-- Start of PROVIDED PASSAGE --

Intercontinental Exchange, Inc. (NYSE:ICE), a leading global provider of technology and data, today released its September 2024 ICE Mortgage Monitor Report, based on the company’s robust mortgage, real estate and public records data sets.

August’s mortgage interest rate declines have brought home affordability to its best point in six months. And while purchase mortgage demand has seen a couple of its best weeks since mid-March in response, the rise was muted in comparison to early 2023 and 2024 when rates fell to similar levels. As Andy Walden, ICE Vice President of Research and Analysis, explains, that may actually be good news for the Fed’s goal of lowering rates without overheating the market.

“Recent easing in mortgage rates brought some much-sought relief to prospective homebuyers,” said Walden. “Along with a general cooling in home price growth, rates falling below 6.5% made August the most affordable month for housing since February. When it comes to affordability, as always, context is important: it still takes 10 percentage points more of the median income to buy the average house than it has on average over the last 30 years. Our own ICE Market Trends data shows that prospective homebuyers are also facing record high down payments and credit scores among recent purchase mortgages. Affordability is still very much a challenge and that is likely to continue for the foreseeable future, but August’s improvement is certainly welcome progress.”

Three of the nation’s 100 largest markets are back to their own long-run average affordability levels (Birmingham, Ala.; Des Moines, Iowa; and McAllen, Texas). Cleveland, Toledo, Memphis and Baton Rouge are all within one percentage point (pp) of their respective benchmarks. Another 22 markets are within 5 pp of their benchmarks. In more than half of all major markets, however, it still takes at least 10 pp more of local median income to make the monthly payment on the average home purchase, when compared to their own long run averages. Payment-to-income ratios in some California markets are currently 20 pp higher, or more, than traditionally.

-- End of PROVIDED PASSAGE --
-- Start of ENTRIES PROVIDED --

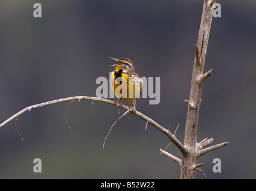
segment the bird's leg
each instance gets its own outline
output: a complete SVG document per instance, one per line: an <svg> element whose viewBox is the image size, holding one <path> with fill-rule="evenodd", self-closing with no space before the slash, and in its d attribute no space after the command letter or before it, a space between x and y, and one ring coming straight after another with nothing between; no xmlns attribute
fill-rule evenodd
<svg viewBox="0 0 256 191"><path fill-rule="evenodd" d="M130 107L129 108L129 109L132 109L132 112L130 112L129 118L132 116L132 113L136 113L136 107L135 107L134 100L132 100L132 102L133 103L133 106L130 106Z"/></svg>
<svg viewBox="0 0 256 191"><path fill-rule="evenodd" d="M118 109L118 113L120 113L120 108L118 106L118 104L120 104L121 106L123 105L123 104L120 102L121 98L118 100L118 101L115 100L115 103L117 105L117 109Z"/></svg>

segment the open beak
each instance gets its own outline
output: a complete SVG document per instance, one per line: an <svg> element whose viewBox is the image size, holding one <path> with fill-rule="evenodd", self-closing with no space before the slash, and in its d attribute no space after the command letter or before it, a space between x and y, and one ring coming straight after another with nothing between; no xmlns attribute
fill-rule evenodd
<svg viewBox="0 0 256 191"><path fill-rule="evenodd" d="M108 66L117 66L117 65L118 65L118 64L112 64L112 65L108 65Z"/></svg>
<svg viewBox="0 0 256 191"><path fill-rule="evenodd" d="M112 60L115 60L116 61L118 61L117 60L118 60L118 58L113 58L113 57L109 57L109 58L111 58Z"/></svg>

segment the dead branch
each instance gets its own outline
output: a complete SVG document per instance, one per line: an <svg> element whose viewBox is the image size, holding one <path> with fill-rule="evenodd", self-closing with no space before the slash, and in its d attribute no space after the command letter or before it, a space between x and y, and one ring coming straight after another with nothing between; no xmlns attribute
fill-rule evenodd
<svg viewBox="0 0 256 191"><path fill-rule="evenodd" d="M99 97L89 97L89 96L74 96L74 97L66 97L63 98L58 100L49 101L44 102L42 103L32 105L29 107L27 107L21 111L19 112L18 113L14 114L13 116L10 117L9 119L7 119L5 121L2 122L1 124L0 124L0 128L5 125L6 124L11 121L14 118L18 118L23 113L27 111L31 111L32 109L35 109L37 107L42 107L44 106L48 106L50 104L58 103L62 103L65 101L72 101L71 103L69 103L69 105L68 106L67 108L66 109L66 112L67 111L67 109L68 107L70 106L70 104L75 100L91 100L93 101L99 101L99 102L103 102L106 103L108 104L111 104L114 106L116 106L116 103L114 101L102 98L99 98ZM130 107L124 105L124 104L118 104L118 106L120 108L122 108L124 110L129 110L129 112L132 112L132 110L130 110ZM172 134L170 131L169 131L167 130L159 125L158 123L155 122L152 119L148 118L148 116L145 116L143 113L139 112L139 111L136 110L136 112L133 112L133 114L138 116L141 119L145 121L147 123L149 123L151 124L153 127L156 128L158 130L159 130L160 132L164 134L170 140L172 141L172 142L173 142L173 143L179 149L181 152L182 153L185 153L186 152L186 148L183 146L183 144L175 137L175 136ZM16 121L16 122L17 121ZM65 121L65 122L66 121ZM21 138L21 136L19 134L18 131L17 131L17 127L16 127L16 132L19 135L20 137Z"/></svg>

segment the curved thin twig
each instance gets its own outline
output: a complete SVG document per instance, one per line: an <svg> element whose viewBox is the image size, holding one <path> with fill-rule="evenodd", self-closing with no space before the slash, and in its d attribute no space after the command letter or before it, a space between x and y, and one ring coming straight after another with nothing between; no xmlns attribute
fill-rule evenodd
<svg viewBox="0 0 256 191"><path fill-rule="evenodd" d="M2 122L1 124L0 124L0 128L5 125L6 124L13 120L13 119L17 118L19 116L22 115L22 113L31 110L32 109L37 108L37 107L42 107L44 106L46 106L50 104L55 104L57 103L61 103L61 102L65 102L65 101L72 101L72 100L91 100L93 101L99 101L99 102L103 102L108 104L111 104L114 106L117 106L117 103L114 101L99 98L99 97L89 97L89 96L74 96L74 97L66 97L66 98L62 98L58 100L54 100L52 101L49 101L47 102L44 102L42 103L35 104L33 106L31 106L29 107L27 107L21 111L19 112L18 113L14 114L13 116L10 117L9 119L5 121L4 122ZM117 106L122 108L123 109L125 109L126 110L129 110L130 109L130 107L121 104L117 104ZM164 134L170 140L173 142L173 143L179 149L181 152L182 153L187 153L187 148L175 137L174 135L173 135L168 130L166 130L159 124L157 124L156 122L155 122L152 119L148 118L148 116L145 116L143 113L138 112L136 110L136 112L133 112L133 114L135 115L136 115L141 119L145 121L148 123L151 124L153 127L156 128L158 130L159 130L160 132ZM17 129L17 128L16 128ZM17 132L17 131L16 131ZM18 134L19 134L18 133ZM20 137L21 137L20 136Z"/></svg>
<svg viewBox="0 0 256 191"><path fill-rule="evenodd" d="M69 107L69 106L70 106L70 105L74 102L74 101L75 101L75 100L72 100L71 101L71 102L68 105L68 106L66 107L66 113L65 113L65 124L68 127L68 128L70 128L70 129L71 129L71 128L69 127L69 125L68 125L68 119L67 119L67 118L66 118L66 115L67 115L67 113L68 113L68 107Z"/></svg>

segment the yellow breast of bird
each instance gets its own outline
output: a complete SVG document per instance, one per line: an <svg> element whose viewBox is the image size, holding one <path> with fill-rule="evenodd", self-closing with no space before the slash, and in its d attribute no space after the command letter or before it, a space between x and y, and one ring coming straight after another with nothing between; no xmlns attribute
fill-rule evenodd
<svg viewBox="0 0 256 191"><path fill-rule="evenodd" d="M139 86L136 85L135 78L130 76L124 73L119 73L113 72L110 76L110 86L115 96L124 100L130 100L138 96L136 92L140 92L139 89L136 90ZM138 84L138 83L137 83Z"/></svg>

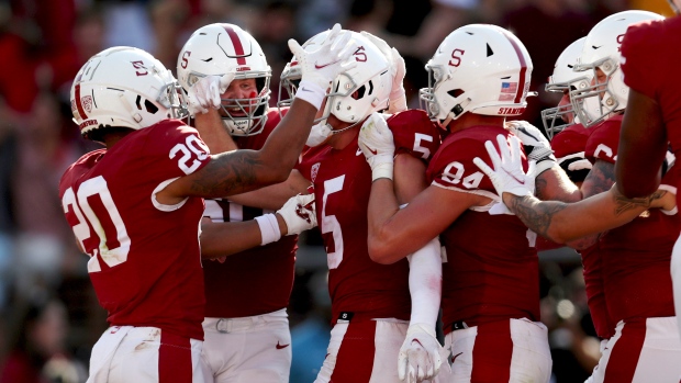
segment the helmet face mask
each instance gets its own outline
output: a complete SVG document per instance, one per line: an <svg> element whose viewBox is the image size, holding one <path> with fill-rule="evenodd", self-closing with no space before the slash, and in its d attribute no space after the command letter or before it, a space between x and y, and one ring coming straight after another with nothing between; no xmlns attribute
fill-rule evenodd
<svg viewBox="0 0 681 383"><path fill-rule="evenodd" d="M327 33L328 31L325 31L313 36L303 44L303 47L306 48L320 44L326 38ZM314 121L315 126L319 125L321 131L328 135L349 129L362 122L371 113L388 109L390 91L392 89L391 64L381 50L359 33L350 31L345 33L353 34L350 44L354 45L354 57L357 60L357 66L338 74L332 81L321 116ZM280 101L277 104L280 110L283 106L291 105L301 77L301 69L295 57L293 57L281 74L279 86ZM286 92L288 92L288 98L283 97L282 89L286 89ZM350 125L342 129L328 129L327 120L331 115ZM315 139L314 143L319 145L321 140Z"/></svg>
<svg viewBox="0 0 681 383"><path fill-rule="evenodd" d="M82 66L71 85L70 103L86 138L96 128L142 129L182 119L187 111L172 74L148 53L125 46L104 49Z"/></svg>
<svg viewBox="0 0 681 383"><path fill-rule="evenodd" d="M582 125L594 126L626 108L629 88L619 68L622 40L629 25L663 19L647 11L624 11L611 14L591 29L574 66L574 71L587 77L570 82L570 101Z"/></svg>
<svg viewBox="0 0 681 383"><path fill-rule="evenodd" d="M256 79L254 98L222 99L221 115L233 136L263 132L271 91L271 68L258 42L233 24L210 24L197 30L178 57L178 80L188 90L205 76L234 71L234 80Z"/></svg>
<svg viewBox="0 0 681 383"><path fill-rule="evenodd" d="M571 83L574 82L591 82L589 72L574 71L574 67L578 65L579 57L582 54L585 40L587 37L581 37L562 50L560 56L558 56L558 59L556 59L554 72L548 78L546 91L562 94L560 103L557 106L548 108L542 111L544 129L546 131L546 135L549 139L566 127L580 122L580 119L577 116L574 108L570 102L570 89ZM563 100L567 100L568 102L563 103Z"/></svg>
<svg viewBox="0 0 681 383"><path fill-rule="evenodd" d="M425 66L422 108L447 125L466 112L511 116L525 111L532 59L509 31L471 24L451 32Z"/></svg>

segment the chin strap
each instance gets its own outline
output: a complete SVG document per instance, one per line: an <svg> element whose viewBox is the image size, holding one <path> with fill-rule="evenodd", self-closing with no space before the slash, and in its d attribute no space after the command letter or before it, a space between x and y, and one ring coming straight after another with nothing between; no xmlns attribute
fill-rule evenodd
<svg viewBox="0 0 681 383"><path fill-rule="evenodd" d="M443 122L443 126L447 126L449 125L449 123L451 122L451 120L456 120L459 115L461 115L466 109L466 106L468 106L468 104L471 102L472 100L470 98L461 101L460 103L456 104L454 108L451 108L451 110L449 111L449 113L447 114L447 117L445 119L445 121Z"/></svg>

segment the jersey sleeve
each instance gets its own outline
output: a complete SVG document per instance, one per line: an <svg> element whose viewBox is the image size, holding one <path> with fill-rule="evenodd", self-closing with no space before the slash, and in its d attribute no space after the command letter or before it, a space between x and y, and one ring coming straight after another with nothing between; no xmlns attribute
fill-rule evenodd
<svg viewBox="0 0 681 383"><path fill-rule="evenodd" d="M589 139L587 139L587 148L584 150L587 159L592 164L595 162L596 159L615 164L617 159L621 126L622 120L612 117L594 127Z"/></svg>
<svg viewBox="0 0 681 383"><path fill-rule="evenodd" d="M669 76L660 67L666 61L666 49L659 49L659 22L634 24L622 41L624 83L651 99L656 99L660 81Z"/></svg>
<svg viewBox="0 0 681 383"><path fill-rule="evenodd" d="M484 142L465 138L448 143L431 161L427 178L433 184L445 189L495 194L492 181L473 164L476 157L492 166Z"/></svg>
<svg viewBox="0 0 681 383"><path fill-rule="evenodd" d="M429 161L439 148L439 128L422 110L408 110L387 120L395 154L409 154Z"/></svg>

-- End of ENTRIES PROVIDED --

REQUIRED WORK: Retype the mortgage affordability report word for word, in full. The records have no connection to the mortgage affordability report.

FINAL RESULT:
Intercontinental Exchange, Inc. (NYSE:ICE), a leading global provider of technology and data, today released its September 2024 ICE Mortgage Monitor Report, based on the company’s robust mortgage, real estate and public records data sets.

August’s mortgage interest rate declines have brought home affordability to its best point in six months. And while purchase mortgage demand has seen a couple of its best weeks since mid-March in response, the rise was muted in comparison to early 2023 and 2024 when rates fell to similar levels. As Andy Walden, ICE Vice President of Research and Analysis, explains, that may actually be good news for the Fed’s goal of lowering rates without overheating the market.

“Recent easing in mortgage rates brought some much-sought relief to prospective homebuyers,” said Walden. “Along with a general cooling in home price growth, rates falling below 6.5% made August the most affordable month for housing since February. When it comes to affordability, as always, context is important: it still takes 10 percentage points more of the median income to buy the average house than it has on average over the last 30 years. Our own ICE Market Trends data shows that prospective homebuyers are also facing record high down payments and credit scores among recent purchase mortgages. Affordability is still very much a challenge and that is likely to continue for the foreseeable future, but August’s improvement is certainly welcome progress.”

Three of the nation’s 100 largest markets are back to their own long-run average affordability levels (Birmingham, Ala.; Des Moines, Iowa; and McAllen, Texas). Cleveland, Toledo, Memphis and Baton Rouge are all within one percentage point (pp) of their respective benchmarks. Another 22 markets are within 5 pp of their benchmarks. In more than half of all major markets, however, it still takes at least 10 pp more of local median income to make the monthly payment on the average home purchase, when compared to their own long run averages. Payment-to-income ratios in some California markets are currently 20 pp higher, or more, than traditionally.